*** Dataset ***

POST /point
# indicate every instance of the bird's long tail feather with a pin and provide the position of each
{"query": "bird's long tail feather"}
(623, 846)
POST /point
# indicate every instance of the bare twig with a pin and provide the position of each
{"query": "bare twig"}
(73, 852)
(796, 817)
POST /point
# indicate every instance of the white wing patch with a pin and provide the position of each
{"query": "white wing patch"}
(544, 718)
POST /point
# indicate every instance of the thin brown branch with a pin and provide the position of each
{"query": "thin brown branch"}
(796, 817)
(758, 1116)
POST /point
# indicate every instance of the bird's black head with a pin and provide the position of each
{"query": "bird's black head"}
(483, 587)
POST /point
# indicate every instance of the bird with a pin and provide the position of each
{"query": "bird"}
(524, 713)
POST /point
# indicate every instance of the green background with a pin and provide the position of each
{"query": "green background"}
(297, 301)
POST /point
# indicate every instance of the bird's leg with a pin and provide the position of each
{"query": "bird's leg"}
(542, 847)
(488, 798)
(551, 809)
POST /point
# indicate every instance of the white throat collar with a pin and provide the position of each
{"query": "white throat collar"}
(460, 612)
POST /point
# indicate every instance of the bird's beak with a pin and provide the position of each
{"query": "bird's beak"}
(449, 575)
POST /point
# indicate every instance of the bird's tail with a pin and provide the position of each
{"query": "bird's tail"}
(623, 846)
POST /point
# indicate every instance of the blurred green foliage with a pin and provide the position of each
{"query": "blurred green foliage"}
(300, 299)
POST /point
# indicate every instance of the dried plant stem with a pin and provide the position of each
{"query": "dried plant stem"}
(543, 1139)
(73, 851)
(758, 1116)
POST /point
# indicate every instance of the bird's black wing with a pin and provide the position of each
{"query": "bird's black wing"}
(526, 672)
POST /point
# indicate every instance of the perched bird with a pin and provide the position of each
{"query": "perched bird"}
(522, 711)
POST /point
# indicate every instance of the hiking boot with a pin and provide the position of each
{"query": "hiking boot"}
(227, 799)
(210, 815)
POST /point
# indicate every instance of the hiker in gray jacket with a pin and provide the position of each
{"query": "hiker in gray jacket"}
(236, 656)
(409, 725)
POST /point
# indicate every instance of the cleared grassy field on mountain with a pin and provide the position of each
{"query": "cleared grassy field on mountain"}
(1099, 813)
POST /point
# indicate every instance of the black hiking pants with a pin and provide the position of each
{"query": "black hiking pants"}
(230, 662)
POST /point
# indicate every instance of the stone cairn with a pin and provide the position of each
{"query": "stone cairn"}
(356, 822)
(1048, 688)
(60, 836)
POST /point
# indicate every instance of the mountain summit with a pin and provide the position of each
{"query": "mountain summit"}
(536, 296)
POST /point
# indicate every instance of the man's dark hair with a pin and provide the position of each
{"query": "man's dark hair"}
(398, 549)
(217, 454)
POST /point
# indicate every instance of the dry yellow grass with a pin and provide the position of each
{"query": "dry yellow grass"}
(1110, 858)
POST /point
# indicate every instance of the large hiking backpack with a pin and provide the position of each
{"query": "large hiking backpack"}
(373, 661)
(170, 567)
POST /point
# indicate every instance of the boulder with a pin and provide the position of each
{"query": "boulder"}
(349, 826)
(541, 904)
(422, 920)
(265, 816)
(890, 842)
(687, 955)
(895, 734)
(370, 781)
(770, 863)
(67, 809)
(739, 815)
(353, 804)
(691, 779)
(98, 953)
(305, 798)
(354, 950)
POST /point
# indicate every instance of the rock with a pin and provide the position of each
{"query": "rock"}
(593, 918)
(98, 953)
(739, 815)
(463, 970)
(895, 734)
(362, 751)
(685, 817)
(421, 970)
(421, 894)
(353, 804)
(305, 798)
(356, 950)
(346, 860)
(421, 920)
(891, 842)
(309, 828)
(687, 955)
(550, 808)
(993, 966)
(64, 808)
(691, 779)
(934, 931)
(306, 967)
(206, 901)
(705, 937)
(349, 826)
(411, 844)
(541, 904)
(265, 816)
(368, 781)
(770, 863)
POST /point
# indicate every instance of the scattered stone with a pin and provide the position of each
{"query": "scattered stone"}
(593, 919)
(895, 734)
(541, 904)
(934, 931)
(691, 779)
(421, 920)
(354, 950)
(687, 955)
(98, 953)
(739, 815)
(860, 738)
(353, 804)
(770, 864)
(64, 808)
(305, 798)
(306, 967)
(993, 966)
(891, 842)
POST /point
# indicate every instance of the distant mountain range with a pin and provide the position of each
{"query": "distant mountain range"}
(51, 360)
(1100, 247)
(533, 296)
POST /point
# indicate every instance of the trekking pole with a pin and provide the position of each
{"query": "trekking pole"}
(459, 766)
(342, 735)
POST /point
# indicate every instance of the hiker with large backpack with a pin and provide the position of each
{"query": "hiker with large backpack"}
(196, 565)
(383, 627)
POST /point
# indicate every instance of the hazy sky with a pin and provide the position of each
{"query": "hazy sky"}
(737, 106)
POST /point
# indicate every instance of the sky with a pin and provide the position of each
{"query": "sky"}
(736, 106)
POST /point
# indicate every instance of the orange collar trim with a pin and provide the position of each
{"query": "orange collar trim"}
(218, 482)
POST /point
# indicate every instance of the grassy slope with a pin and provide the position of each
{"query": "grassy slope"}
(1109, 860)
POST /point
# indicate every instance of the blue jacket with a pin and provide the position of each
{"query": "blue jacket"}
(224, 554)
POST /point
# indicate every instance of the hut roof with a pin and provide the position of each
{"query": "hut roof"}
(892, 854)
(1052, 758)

***

**Brief**:
Transcribe every entry exactly, omitting nothing.

**Exercise response**:
POST /point
# indicate every instance of the bird's long tail feather with a pin and provide the position of each
{"query": "bird's long tail feather"}
(623, 846)
POST /point
# indicate every instance of the bare twig with a pin and provide the position of each
{"query": "bare twig"}
(73, 852)
(796, 817)
POST /point
# indicate every instance of the white wing patch with a pin and provide the position of each
{"query": "white wing patch"}
(544, 718)
POST /point
# indicate every instance of the thin brown branch with a pin and provide the position of each
{"query": "thin brown branch"}
(796, 817)
(758, 1116)
POST /point
# indicate every instance of the bird's black head with a pin and provide the position of each
{"query": "bird's black head"}
(483, 587)
POST /point
# indicate every instance of the bird with a pin and provide the position of each
{"query": "bird"}
(524, 713)
POST /point
# indicate every instance of the green background with a pin and provide the position of each
{"query": "green background"}
(297, 301)
POST /point
# indicate every instance of the bird's leg with a pin and provide the position of each
{"query": "bird's leg"}
(542, 847)
(488, 798)
(551, 809)
POST /point
# indicate every instance of the white throat collar with a pin and provide the position of each
{"query": "white throat collar"}
(460, 612)
POST /point
# indicate every instance of the bird's beak with a pin and provide the position of each
{"query": "bird's beak"}
(449, 575)
POST /point
# indicate every instance of the bird's tail with a pin and provide the position of each
{"query": "bird's tail"}
(623, 846)
POST /point
# indicate every instance of the blurred green foliage with a pin and provide the position of each
{"query": "blurred green foliage"}
(300, 299)
POST /point
# indicate every instance of the dried plant stem with a pin and provide the position of each
{"query": "dried plant stem"}
(543, 1139)
(73, 851)
(758, 1116)
POST /point
# indicate every instance of the bird's black wing with a pin and provide the position of each
{"query": "bird's black wing"}
(526, 672)
POST /point
# indicate every instance of the perched bird with a pin and provide the position of each
{"query": "perched bird"}
(522, 711)
POST /point
# indicate every instance of the hiking boot with a pin and provide the position of each
{"query": "hiking boot"}
(227, 799)
(210, 815)
POST /point
# indicate every instance of the hiker in gray jacket with a pin and provide the position of each
{"query": "hiker in gray jacket"}
(236, 656)
(409, 725)
POST /point
# indicate every instance of the cleared grassy field on mountain with a pin and provide the position of each
{"query": "cleared grassy field on mountain"}
(1099, 813)
POST /point
# indicate every instance of the black hiking pants with a pin and provide the position of each
{"query": "black hiking pants"}
(230, 662)
POST /point
# indicate every instance of the stone cairn with a pin and provide the position of each
{"query": "stone cairn"}
(356, 822)
(1048, 688)
(60, 836)
POST /point
# indicate every instance of the mountain summit with a pin and provide the position of each
{"query": "mountain summit"}
(536, 296)
POST /point
# indicate every instance of the man's dark hair with a pin and provide the position of each
{"query": "man's dark hair"}
(398, 549)
(217, 454)
POST /point
# indicate every instance of the dry yellow grass with a pin and provide the position of each
{"query": "dry yellow grass"}
(1110, 858)
POST /point
# indicate every instance of the large hiking backpack with a pin and provide the position of each
{"query": "large hiking backpack"}
(373, 661)
(170, 567)
POST /point
# indicate every instance of the boulder with a pin and provide the position of each
{"query": "boulder"}
(349, 826)
(541, 904)
(422, 920)
(265, 816)
(890, 842)
(687, 955)
(895, 734)
(370, 781)
(770, 863)
(67, 809)
(739, 815)
(353, 804)
(691, 779)
(98, 953)
(305, 798)
(354, 950)
POST /point
# indicate every instance of the rock with a pin and provide the position of each
{"query": "rock"}
(593, 918)
(98, 953)
(739, 815)
(463, 970)
(895, 734)
(362, 751)
(685, 817)
(421, 970)
(421, 894)
(353, 804)
(305, 798)
(356, 950)
(346, 860)
(421, 920)
(891, 842)
(309, 828)
(687, 955)
(550, 808)
(993, 966)
(64, 808)
(691, 779)
(934, 931)
(306, 967)
(206, 901)
(705, 937)
(349, 826)
(411, 844)
(541, 904)
(265, 816)
(368, 781)
(770, 863)
POST /point
# indicate every instance of the scattered stone with a pin and provide the position of each
{"query": "scattered stone"}
(593, 919)
(895, 734)
(541, 904)
(934, 931)
(691, 779)
(421, 920)
(354, 950)
(687, 955)
(98, 953)
(739, 815)
(860, 738)
(353, 804)
(770, 864)
(64, 808)
(305, 798)
(306, 967)
(993, 966)
(891, 842)
POST /point
# indicate every instance of the distant mountain range with a pin and provide the position of each
{"query": "distant mountain range"}
(51, 360)
(1100, 247)
(533, 296)
POST /point
# indicate every instance of the trekking pole with a pin and provide the position of each
{"query": "trekking pole"}
(459, 766)
(342, 735)
POST /point
# indicate every instance of the hiker with large backpack with a pin and provide the position of each
{"query": "hiker with large backpack"}
(196, 565)
(383, 627)
POST /point
# indicate every instance of the hazy sky with a pin and provide the position of each
{"query": "hazy sky"}
(737, 106)
POST /point
# indicate every instance of the sky with a pin and provide the position of each
{"query": "sky"}
(736, 106)
POST /point
# indicate every instance of the orange collar trim with a pin and provide the position of each
{"query": "orange collar trim"}
(218, 482)
POST /point
# indicate every instance of the grassy slope with a pin and provide the position of each
{"query": "grassy slope"}
(1109, 860)
POST /point
# indicate every instance of the blue jacket with a pin and provide the position of each
{"query": "blue jacket"}
(224, 554)
POST /point
# indicate every instance of the hut roof with a pin and provide the position of each
{"query": "hut roof"}
(892, 854)
(1052, 758)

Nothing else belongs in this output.